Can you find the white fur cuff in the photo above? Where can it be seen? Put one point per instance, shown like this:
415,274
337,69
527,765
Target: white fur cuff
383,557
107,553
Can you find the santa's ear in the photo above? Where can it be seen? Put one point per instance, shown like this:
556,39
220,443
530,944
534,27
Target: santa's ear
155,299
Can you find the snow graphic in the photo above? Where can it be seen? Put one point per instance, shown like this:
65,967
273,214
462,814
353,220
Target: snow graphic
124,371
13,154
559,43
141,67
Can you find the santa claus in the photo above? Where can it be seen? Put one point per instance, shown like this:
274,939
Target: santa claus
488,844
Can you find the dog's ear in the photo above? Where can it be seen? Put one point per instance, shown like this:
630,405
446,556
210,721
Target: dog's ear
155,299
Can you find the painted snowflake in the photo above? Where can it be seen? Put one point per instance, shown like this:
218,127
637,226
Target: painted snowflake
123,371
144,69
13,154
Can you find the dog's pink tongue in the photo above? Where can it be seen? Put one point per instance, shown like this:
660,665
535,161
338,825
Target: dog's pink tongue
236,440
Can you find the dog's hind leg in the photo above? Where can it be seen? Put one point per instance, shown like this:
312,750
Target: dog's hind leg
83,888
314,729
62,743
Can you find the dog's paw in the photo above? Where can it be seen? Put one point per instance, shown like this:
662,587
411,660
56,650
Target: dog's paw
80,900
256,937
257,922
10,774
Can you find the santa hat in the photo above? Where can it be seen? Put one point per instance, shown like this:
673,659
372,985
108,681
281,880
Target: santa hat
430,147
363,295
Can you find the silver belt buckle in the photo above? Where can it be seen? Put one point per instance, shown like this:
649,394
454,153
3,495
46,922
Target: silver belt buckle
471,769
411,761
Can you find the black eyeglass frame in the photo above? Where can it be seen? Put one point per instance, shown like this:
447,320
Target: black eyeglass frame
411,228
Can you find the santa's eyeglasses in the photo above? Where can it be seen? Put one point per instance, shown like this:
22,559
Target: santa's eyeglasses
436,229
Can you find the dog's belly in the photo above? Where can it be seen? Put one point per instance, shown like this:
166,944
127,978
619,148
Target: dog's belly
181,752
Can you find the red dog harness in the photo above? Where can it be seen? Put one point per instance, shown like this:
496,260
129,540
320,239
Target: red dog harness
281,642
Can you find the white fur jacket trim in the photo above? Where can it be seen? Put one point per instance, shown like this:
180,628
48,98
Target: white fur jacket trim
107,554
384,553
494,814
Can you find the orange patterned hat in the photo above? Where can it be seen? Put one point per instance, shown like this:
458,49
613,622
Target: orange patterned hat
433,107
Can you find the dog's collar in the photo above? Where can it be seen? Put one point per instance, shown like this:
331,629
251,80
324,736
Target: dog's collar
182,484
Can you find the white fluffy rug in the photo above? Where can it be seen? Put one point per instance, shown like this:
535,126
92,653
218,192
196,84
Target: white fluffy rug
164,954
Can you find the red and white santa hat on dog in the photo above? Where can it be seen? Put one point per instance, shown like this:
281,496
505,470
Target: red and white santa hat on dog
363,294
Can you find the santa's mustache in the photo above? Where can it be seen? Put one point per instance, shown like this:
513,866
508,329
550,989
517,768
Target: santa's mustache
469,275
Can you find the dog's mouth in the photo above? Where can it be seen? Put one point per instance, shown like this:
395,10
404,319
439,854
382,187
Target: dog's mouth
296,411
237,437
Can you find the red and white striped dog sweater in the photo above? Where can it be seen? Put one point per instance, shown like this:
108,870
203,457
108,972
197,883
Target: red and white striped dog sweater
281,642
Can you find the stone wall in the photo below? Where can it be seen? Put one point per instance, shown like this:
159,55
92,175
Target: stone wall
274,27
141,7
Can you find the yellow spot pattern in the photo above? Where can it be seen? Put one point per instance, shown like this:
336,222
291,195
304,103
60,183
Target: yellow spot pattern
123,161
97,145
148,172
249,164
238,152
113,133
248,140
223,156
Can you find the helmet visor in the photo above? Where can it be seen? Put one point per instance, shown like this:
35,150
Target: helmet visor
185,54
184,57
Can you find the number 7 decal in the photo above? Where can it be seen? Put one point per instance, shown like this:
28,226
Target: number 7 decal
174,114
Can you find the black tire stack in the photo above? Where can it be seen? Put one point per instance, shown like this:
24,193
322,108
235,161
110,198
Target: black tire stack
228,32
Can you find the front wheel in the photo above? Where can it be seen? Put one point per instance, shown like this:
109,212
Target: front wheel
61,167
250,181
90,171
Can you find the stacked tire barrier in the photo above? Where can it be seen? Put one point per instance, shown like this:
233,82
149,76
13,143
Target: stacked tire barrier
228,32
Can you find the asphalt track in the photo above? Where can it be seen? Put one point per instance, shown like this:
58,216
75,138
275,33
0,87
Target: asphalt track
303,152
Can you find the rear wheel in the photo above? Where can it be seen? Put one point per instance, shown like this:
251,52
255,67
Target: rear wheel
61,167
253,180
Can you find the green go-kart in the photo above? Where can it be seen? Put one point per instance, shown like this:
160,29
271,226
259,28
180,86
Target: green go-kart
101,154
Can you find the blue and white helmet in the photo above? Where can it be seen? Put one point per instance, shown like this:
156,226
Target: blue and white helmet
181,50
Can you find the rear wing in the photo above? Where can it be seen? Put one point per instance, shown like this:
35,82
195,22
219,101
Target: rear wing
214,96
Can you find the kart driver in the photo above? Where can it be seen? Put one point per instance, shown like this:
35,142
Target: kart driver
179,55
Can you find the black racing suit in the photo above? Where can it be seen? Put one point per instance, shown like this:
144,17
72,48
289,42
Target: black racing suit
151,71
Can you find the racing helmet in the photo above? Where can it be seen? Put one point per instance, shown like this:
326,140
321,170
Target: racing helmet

● Stated problem:
Give back exactly the lines from the line containing "Can you find the helmet" to the end of the entries, and no other lines.

● Answer below:
Can you find the helmet visor in the photo above? Where can it be seen? Put one point per instance, shown like this:
35,150
Target: helmet visor
185,54
184,57
Can you find the number 7 decal in the photo above? Where can it be seen? Put one point per instance, shown like this:
28,226
Target: number 7 decal
174,114
Can you find the black tire stack in the photo above? Where can it be seen? Put one point per instance, shown like this:
24,193
322,108
235,161
110,198
Target: black tire stack
228,32
Can you find the front wheel in the photo above? Where can it be seen? Put one point per instance, shown like this:
109,212
Target: front wheel
61,167
250,181
90,171
Can you find the stacked tire barrier in the photo above? Where can it be seen? Put one point per instance, shown like this:
233,82
149,76
13,143
Target: stacked tire barrier
228,32
Can you find the asphalt track in the photo above? Where can it be seen? Put one point per instance, shown like this:
58,216
75,138
275,33
0,87
Target: asphalt track
303,152
Can you find the rear wheel in the photo above? Where can it be seen? Put one point per instance, shown like this:
251,52
255,67
Target: rear wheel
61,167
253,180
Can you find the green go-kart in the photo above? Where can it be seen? Put one point per instance, shown like this:
160,29
271,226
259,28
180,86
Target: green go-kart
101,154
Can you find the blue and white helmet in the photo above? Where can it be seen? Put one point per instance, shown like this:
156,226
Target: blue and white helmet
181,50
Can you find the rear wing in the photo above? Where can it be seen? Put one point per instance, shown like this:
35,82
195,22
219,101
Target: rear wing
214,96
Can you find the kart driver in the photo above? Where can it be seen? Put one point per instance, shown like this:
35,142
Target: kart driver
179,55
Can you find the black racing suit in the photo above? Where can it be seen? Put one point per instance, shown like this:
144,17
72,48
289,42
Target: black racing suit
151,71
Can you find the racing helmet in the photo above? Where can it be seen? Put one point per instance, shown like this:
326,140
321,170
Target: racing helmet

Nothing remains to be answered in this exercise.